**WORK TO COMPLETE**.
• A. From the DeepSORT overview, list the core components DeepSORT keeps from SORT and the two distance measures its dual-metric approach combines.
• B. Answer from the DeepSORT overview:
(i) What is the convolutional neural network trained on?
(ii) What does the matching cascade prioritize?
(iii) At roughly what rate does the online tracking component run?

**QUOTED PASSAGE**.

※ ※ ※

Skip to content

DeepSORT

arXiv colab

Overview

DeepSORT extends the original SORT algorithm by integrating appearance information through a deep association metric. While maintaining the core Kalman filtering and Hungarian algorithm components from SORT, DeepSORT adds a convolutional neural network (CNN) trained on large-scale person re-identification datasets to extract appearance features from detected objects. This integration allows the tracker to maintain object identities through longer periods of occlusion, effectively reducing identity switches compared to the original SORT. DeepSORT operates with a dual-metric approach, combining motion information (Mahalanobis distance) with appearance similarity (cosine distance in feature space) to improve data association decisions. It also introduces a matching cascade that prioritizes recently seen tracks, enhancing robustness during occlusions. Most of the computational complexity is offloaded to an offline pre-training stage, allowing the online tracking component to run efficiently at approximately 20Hz, making it suitable for real-time applications while achieving competitive tracking performance with significantly improved identity preservation.

※ ※ ※

**RAW RECORDS**.
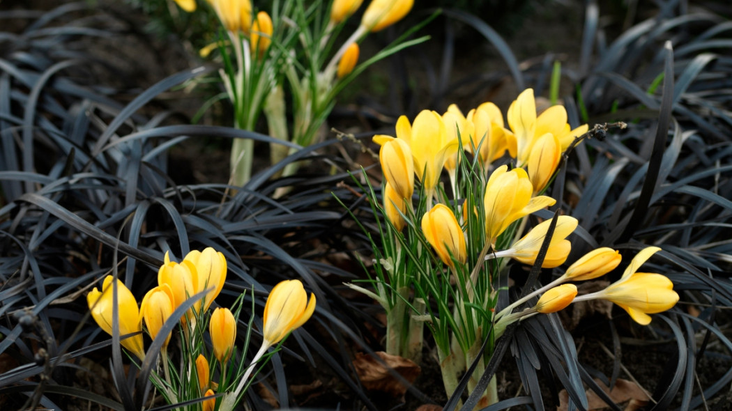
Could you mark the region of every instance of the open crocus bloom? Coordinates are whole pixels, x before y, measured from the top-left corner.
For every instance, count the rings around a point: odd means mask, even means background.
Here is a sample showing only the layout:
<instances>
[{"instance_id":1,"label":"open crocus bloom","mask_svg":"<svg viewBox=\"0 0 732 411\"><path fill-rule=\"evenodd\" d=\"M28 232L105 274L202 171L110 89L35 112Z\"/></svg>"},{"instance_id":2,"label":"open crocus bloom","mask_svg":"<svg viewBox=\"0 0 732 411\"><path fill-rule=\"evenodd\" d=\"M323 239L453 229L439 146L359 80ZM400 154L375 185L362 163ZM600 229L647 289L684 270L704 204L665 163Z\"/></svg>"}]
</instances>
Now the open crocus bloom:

※ ※ ※

**RESULTS FOR THE EXERCISE**.
• A.
- Kalman filtering
- Hungarian algorithm
- Mahalanobis distance (motion information)
- Cosine distance in feature space (appearance similarity)

• B.
(i) Large-scale person re-identification datasets
(ii) Recently seen tracks
(iii) Approximately 20Hz